● **What you are asked to do**
Reproduce the part of the data that opens with the line containing "Q: For each instance of the window" and runs through the end of the data, including its requests, and shift every coordinate value in the answers by adding -138 to it. Leave the pictures out of your reply.

● **Data for processing**
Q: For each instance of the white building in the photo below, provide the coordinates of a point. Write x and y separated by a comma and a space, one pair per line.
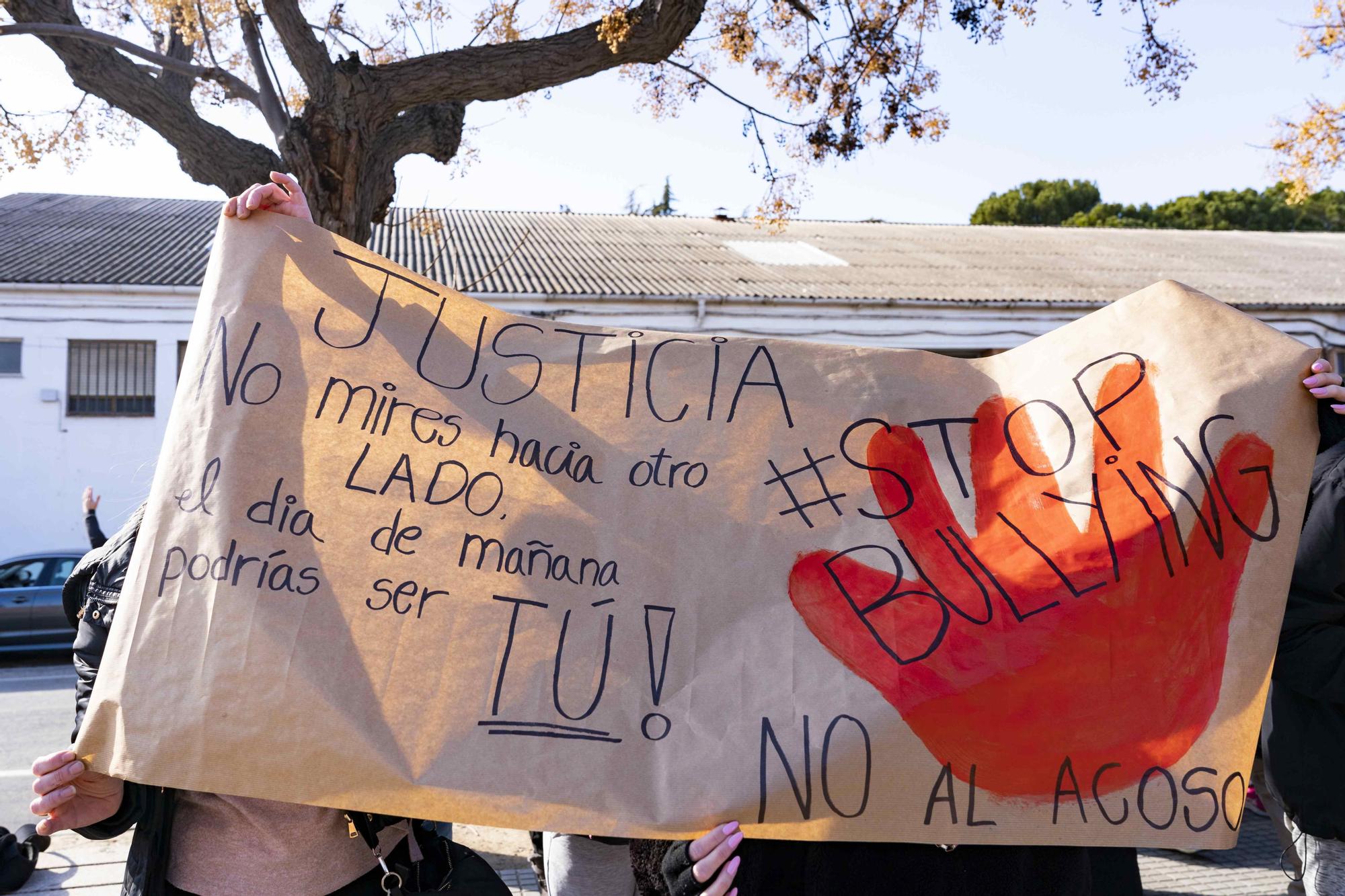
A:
98, 296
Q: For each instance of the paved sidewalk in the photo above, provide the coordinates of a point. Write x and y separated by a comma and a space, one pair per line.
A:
1252, 869
91, 868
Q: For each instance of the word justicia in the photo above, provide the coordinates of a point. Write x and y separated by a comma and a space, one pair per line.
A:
734, 373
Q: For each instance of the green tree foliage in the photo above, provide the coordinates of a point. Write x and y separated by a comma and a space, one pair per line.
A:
1225, 210
1208, 210
1038, 202
665, 205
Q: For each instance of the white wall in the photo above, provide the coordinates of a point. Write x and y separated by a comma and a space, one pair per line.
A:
46, 458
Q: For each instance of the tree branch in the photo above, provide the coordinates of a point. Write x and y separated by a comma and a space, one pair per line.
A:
306, 53
270, 101
233, 85
208, 153
505, 71
730, 96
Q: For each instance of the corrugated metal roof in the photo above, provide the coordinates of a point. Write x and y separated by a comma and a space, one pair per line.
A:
106, 240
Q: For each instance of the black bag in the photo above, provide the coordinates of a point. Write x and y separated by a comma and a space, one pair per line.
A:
443, 865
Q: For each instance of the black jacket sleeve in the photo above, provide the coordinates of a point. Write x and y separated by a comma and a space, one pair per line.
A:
96, 536
1312, 639
95, 620
677, 869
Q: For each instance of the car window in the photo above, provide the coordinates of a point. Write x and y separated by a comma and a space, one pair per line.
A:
60, 571
22, 573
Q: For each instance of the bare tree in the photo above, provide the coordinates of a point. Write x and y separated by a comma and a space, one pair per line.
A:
835, 76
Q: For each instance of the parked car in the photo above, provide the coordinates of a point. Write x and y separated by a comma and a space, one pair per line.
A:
32, 616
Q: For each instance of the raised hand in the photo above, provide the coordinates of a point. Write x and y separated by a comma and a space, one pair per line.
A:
1035, 639
72, 795
712, 862
283, 196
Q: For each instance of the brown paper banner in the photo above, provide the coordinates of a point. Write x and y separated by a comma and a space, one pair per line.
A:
408, 553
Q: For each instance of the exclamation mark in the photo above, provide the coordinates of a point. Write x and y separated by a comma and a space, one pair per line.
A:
658, 638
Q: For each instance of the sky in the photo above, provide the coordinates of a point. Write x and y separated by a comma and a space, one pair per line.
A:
1048, 101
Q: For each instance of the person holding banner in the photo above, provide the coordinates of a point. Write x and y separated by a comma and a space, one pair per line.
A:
1304, 728
210, 844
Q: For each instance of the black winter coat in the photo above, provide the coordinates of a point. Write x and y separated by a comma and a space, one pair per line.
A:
793, 868
91, 598
1304, 728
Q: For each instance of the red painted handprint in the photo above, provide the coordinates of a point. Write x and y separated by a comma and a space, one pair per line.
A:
1032, 639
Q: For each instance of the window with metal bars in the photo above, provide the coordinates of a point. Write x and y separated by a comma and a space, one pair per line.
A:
111, 378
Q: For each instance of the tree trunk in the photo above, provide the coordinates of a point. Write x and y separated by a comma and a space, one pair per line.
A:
345, 146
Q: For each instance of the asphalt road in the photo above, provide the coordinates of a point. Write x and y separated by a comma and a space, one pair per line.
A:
37, 712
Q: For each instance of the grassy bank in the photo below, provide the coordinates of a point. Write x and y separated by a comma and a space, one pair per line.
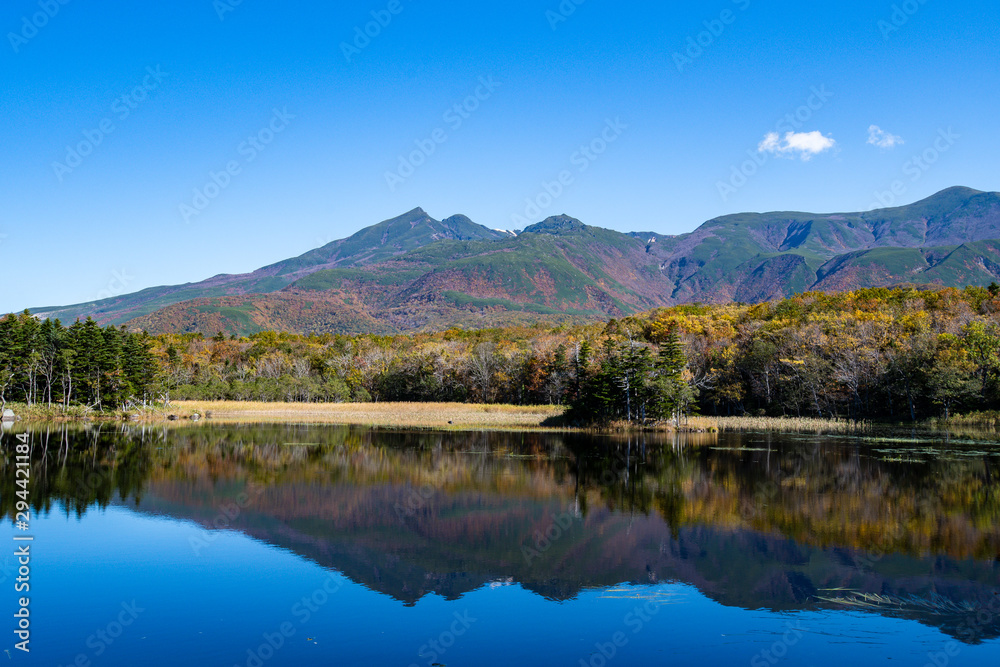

● **Answer to this problem**
Q: For each instance of the window with metal bars in the photo above, provide the coordinates of a point. Write x and y separated by a comma and a space, one pair per line.
A:
-27, 240
Q: For each instance of the tree trunk in the photo above, provide the coordinates of a point. Write x and y separated by a comma and a space, one pair per line.
A:
207, 8
Q: For each instance of the asphalt road in the photo above, provide the coordinates of a point. Write x and y separated by a comma and a space, one pair per line.
A:
-101, 574
Q: For each instance of the grassy bank in the photo below, provide the coordinates of a point. Write x and y separated by a comma and a space, one pair per line.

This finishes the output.